The history of Canada's federal language regime is rich and constantly evolving. While much progress has already been made over the past decades, I believe that Canada still has some way to go before it can fully realize the promise of Canadian linguistic duality.
Before adopting its own language policy, Canada studied the examples of other countries extensively. During the 1960s, Canada's Royal Commission on Bilingualism and Biculturalism looked at South Africa's individualist approach, whereby citizens could use both official languages at the time, English and Afrikaans, throughout the country. The Commission also studied the territorial approach taken by Switzerland and Belgium.
Lastly, it looked at the Finnish compromise: a mix of bilingual and unilingual regions, with central services provided in both languages. Finland was an example of compromise between the individualist and territorial approaches—Helsinki, the capital, is bilingual—and the country has bilingual regions, unilingual Finnish-speaking regions and a unilingual Swedish-speaking region. Canada is too large for a singular, individualist approach, but there are too many minority-language communities to permit a purely territorial approach.
For me, the lesson is that it is useful to look at what other countries do, but in each case, it's essential to draw from other countries' experiences and adapt them to our own context. Even the recommendations of the report published by the Royal Commission on Bilingualism and Biculturalism, which was launched 50 years ago this year, were adapted by governments through different legislative approaches—and not all of those recommendations were accepted. But some of the key recommendations are now in the Official Languages Act, and then key elements of the Act were enshrined in our Charter of Rights and Freedoms.
Canada's multiculturalism policy also originates from the recommendations of the B&B report. Canada's multiculturalism and language policies both stem from our belief that all citizens are equal, ensuring that they can retain their identities, take pride in their ancestry and have a sense of belonging.
Several of the recommendations now seem self-evident: that discrimination on the basis of race, creed, nationality or place of origin be prohibited; that the same conditions for citizenship and for the right to vote and to stand for public office be accorded to all immigrants, with no regard to their country of origin; that the teaching of languages other than English and French be incorporated as options in elementary school where there is sufficient demand; and that special instruction in the appropriate official language be provided for children who have an inadequate knowledge of that language when they enter the public school system. Others were more controversial, such as the designation of bilingual districts and the creation of a national capital district—neither of which were implemented.

**Data lines**
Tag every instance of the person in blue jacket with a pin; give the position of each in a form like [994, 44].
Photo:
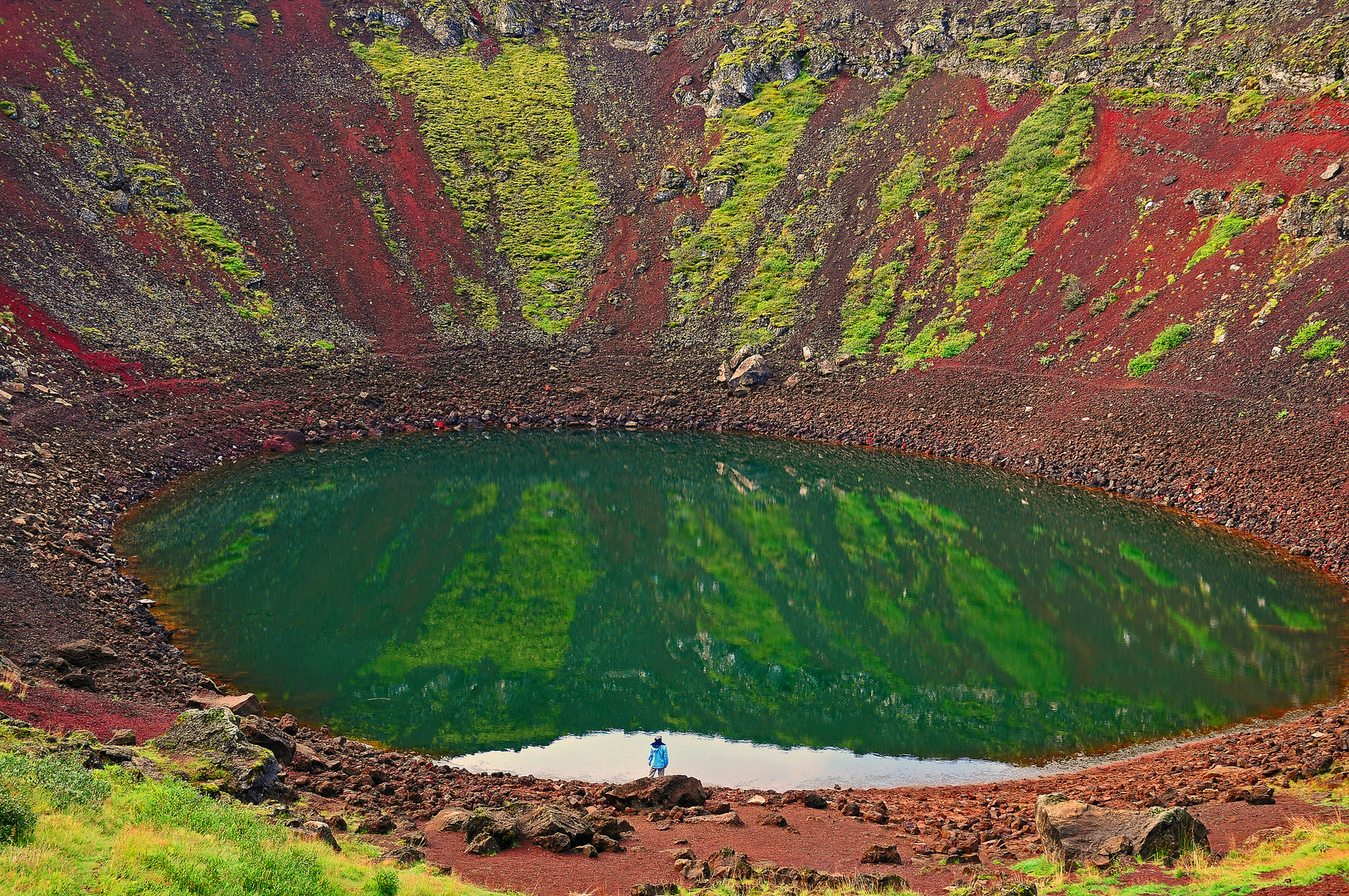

**Task goal**
Answer these questions from the passage on Canada's language policy.
(a) Which two official languages could South African citizens use throughout the country at the time the Royal Commission studied it?
(b) Besides language policy, which Canadian policy does the passage say originates from the recommendations of the B&B report?
(c) Which two controversial recommendations were never implemented?

**Completed task**
(a) English and Afrikaans.
(b) Canada's multiculturalism policy.
(c) The designation of bilingual districts and the creation of a national capital district.